§ **Выбранный фрагмент**:
****
Описанные выше изменения в культурной жизни колониальной Колумбии можно, по-видимому, вслед за некоторыми колумбийскими авторами рассматривать как «эпоху Просвещения в Колумбии». При несомненном и значительном влиянии идей французских просветителей в стране складывалась идеологическая база организованного освободительного движения, формировалась независимая политическая мысль нового поколения колумбийцев. Несмотря на строжайшие запреты колониальных властей и церкви, сочинения Монтескьё, Вольтера, знаменитая «Энциклопедия» попадали в руки читающей молодежи. Эти же прогрессивные идеи разделяли лучшие педагоги Новой Гранады, такие, как Хосе Селестино Мутис или Феликс Рестрепо.
В такой обстановке складывался новый тип энциклопедически образованного мыслителя-патриота, чьи помыслы были направлены на достижение независимости угнетенной страны. Именно такими стали представители «нового поколения» колумбийцев – Антонио Нариньо, его двоюродный брат Франсиско Хосе де Кальдас, Камило Торрес, Франсиско Cea. Мы уже говорили о патриотической журналистской деятельности Хосе де Кальдаса, упоминали о вольнодумной тертулии Антонио Нариньо. Последнему, по-видимому, помимо его широкой просветительской и научной деятельности, принадлежит и заслуга распространения в Новой Гранаде одного из самых «взрывчатых» документов революционной мысли эпохи – «Декларации прав человека», строжайше запрещенной трибуналом инквизиции в Картахене еще 13 декабря 1789 г., т. е. уже в год ее появления во Франции. Нариньо нашел ее текст в «Истории учредительного собрания» Галара де Монжуа, находившейся в библиотеке вице-короля, а в декабре 1793 г. перевел и размножил этот документ. Шестнадцать лет пыток и застенков в Картахене, Испании и Африке, последовавшие как кара за распространение революционных идей, не изменили образ мыслей Антонио Нариньо, который в самые тяжелые годы начала освободительной войны находился во главе первой независимой республики в Новой Гранаде.
Его единомышленник и соратник Камило Торрес (1766–1816) – один из самых «светлых и эрудированных умов эпохи»{156}, блестящий юрист, педагог и оратор, вошел в историю Колумбии не только как один из вождей активного периода борьбы за независимость после 1810 г. Он был автором «Мемориала об обидах» («Memorial de Agravios»), в котором убедительно доказывалась неспособность метрополии управлять общественной жизнью своих американских колоний, говорилось о необходимости создания принципиально новых отношений между Испанией и Латинской Америкой. «Мемориал об обидах» представляет собой, без сомнения, один из важнейших документов эпохи, имевших большое значение в деле идеологической подготовки войны за независимость в Латинской Америке. И вместе с тем в нем как бы подводится итог интеллектуальному развитию Новой Гранады в период «эпохи Просвещения в Колумбии». Этот неповторимый период завершили люди нового поколения, «люди 1800 г.», которые, как пишет колумбийский историк X. Посада Мехиа, «духовно сформировались из традиции Эрсильи, Инки Гарсиласо, сестры Хуаны, Пьедраиты и других умов колониальной эпохи, а также под влиянием идей Монтескьё, Вольтера, Руссо, Франклина и подобных современных им мыслителей Франции и других стран. Вобрав в себя все живое из традиции, все самое действенное из новейшей мысли, эти люди 1800 г. смогли начать дело национального строительства; родина– это главное в их деятельности. Они стали кузнецами – в интеллектуальном и политическом отношении – новой Колумбии»{157}.
****
§ **Предоставленные материалы**:
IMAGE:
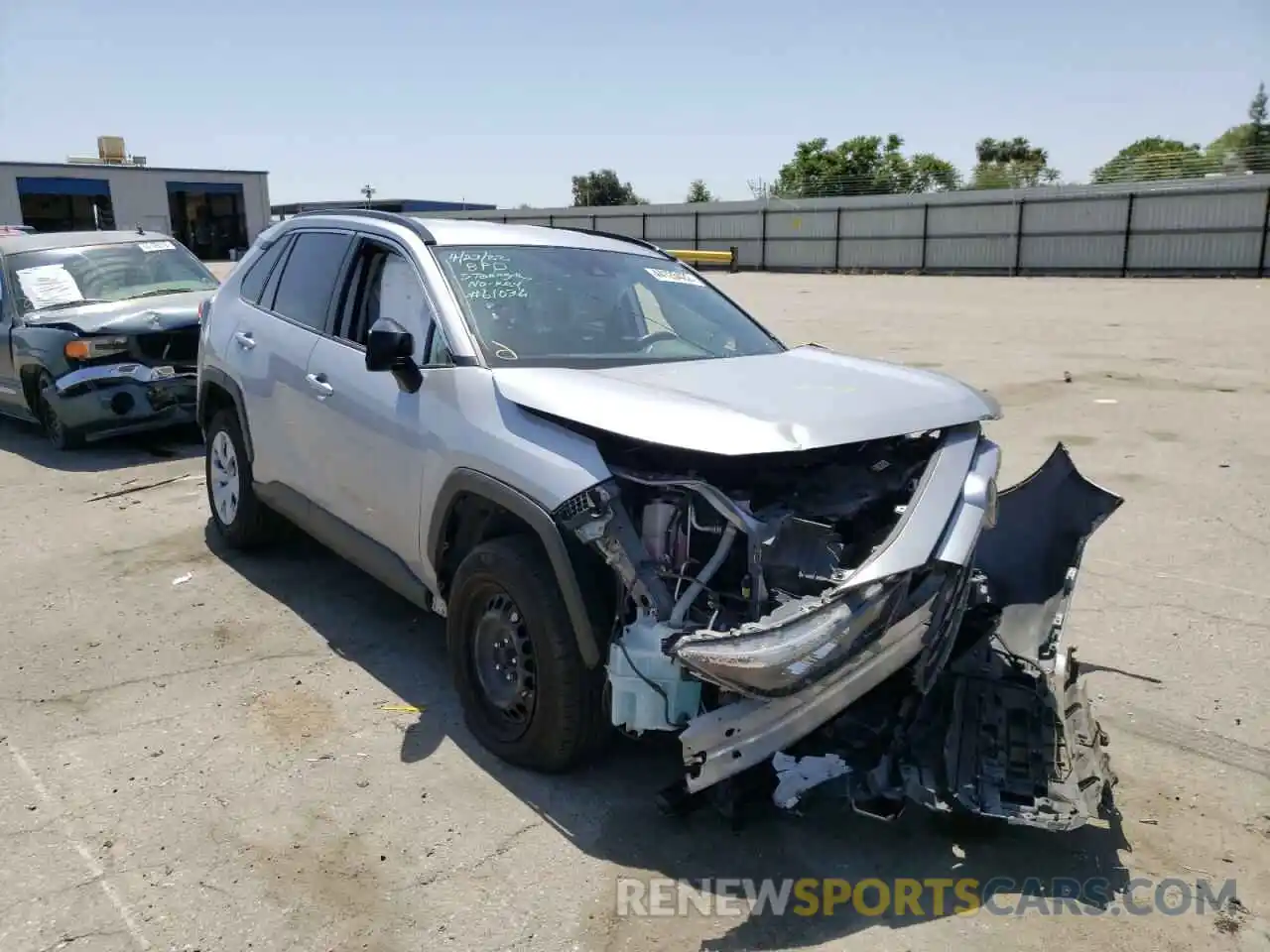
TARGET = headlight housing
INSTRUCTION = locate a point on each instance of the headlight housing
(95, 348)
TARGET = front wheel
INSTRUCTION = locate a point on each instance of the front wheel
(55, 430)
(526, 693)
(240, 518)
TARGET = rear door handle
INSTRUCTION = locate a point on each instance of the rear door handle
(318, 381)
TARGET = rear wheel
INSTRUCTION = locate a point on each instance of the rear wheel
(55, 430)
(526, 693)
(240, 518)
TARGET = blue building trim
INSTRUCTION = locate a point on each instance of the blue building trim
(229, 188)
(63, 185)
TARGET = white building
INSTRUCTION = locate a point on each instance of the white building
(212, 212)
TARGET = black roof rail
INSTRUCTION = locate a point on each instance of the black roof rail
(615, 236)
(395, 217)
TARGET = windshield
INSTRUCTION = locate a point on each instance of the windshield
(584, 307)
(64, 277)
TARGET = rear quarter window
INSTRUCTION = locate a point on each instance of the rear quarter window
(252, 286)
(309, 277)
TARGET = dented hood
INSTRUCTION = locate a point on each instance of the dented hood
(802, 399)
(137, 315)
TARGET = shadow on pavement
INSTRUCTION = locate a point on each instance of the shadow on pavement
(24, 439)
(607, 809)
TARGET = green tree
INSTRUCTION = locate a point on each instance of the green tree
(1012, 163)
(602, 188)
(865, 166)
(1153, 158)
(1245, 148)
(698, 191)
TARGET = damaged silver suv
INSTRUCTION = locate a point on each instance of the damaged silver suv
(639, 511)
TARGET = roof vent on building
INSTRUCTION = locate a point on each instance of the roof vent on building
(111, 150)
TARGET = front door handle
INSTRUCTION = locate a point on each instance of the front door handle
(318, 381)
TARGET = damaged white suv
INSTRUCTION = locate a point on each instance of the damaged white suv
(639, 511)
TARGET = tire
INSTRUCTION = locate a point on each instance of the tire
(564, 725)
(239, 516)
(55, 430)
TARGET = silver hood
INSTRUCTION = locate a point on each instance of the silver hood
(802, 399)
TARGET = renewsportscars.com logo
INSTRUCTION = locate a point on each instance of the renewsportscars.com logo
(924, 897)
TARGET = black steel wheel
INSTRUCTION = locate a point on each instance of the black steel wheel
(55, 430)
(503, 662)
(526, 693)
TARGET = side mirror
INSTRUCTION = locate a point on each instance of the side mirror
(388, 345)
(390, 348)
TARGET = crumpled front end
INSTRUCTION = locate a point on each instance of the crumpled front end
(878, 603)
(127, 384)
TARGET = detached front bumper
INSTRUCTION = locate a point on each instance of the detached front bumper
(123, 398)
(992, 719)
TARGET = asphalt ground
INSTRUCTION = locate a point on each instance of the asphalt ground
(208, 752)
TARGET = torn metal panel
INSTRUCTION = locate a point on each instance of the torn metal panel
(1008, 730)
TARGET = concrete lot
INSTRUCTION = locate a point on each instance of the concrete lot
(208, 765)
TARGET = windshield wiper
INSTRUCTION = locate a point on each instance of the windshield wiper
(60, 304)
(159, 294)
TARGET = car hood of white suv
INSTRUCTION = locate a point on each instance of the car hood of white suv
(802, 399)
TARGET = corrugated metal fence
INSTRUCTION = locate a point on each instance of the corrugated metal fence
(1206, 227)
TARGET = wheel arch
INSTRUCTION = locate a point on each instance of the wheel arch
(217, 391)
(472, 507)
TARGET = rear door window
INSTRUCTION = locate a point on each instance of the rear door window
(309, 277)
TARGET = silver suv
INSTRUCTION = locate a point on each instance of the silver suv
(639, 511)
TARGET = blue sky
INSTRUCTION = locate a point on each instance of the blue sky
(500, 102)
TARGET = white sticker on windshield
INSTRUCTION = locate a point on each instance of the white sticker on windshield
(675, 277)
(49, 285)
****
§ **Ваше задание**:
Отредактируйте фрагмент о Просвещении в Колумбии: перепишите участок от «Описанные выше изменения» до «или Феликс Рестрепо.» включительно, заменив «Хосе Селестино Мутис» на «Камило Торрес». Строки здесь не понадобятся.

§ **Ваше решение**:
Описанные выше изменения в культурной жизни колониальной Колумбии можно, по-видимому, вслед за некоторыми колумбийскими авторами рассматривать как «эпоху Просвещения в Колумбии». При несомненном и значительном влиянии идей французских просветителей в стране складывалась идеологическая база организованного освободительного движения, формировалась независимая политическая мысль нового поколения колумбийцев. Несмотря на строжайшие запреты колониальных властей и церкви, сочинения Монтескьё, Вольтера, знаменитая «Энциклопедия» попадали в руки читающей молодежи. Эти же прогрессивные идеи разделяли лучшие педагоги Новой Гранады, такие, как Камило Торрес или Феликс Рестрепо.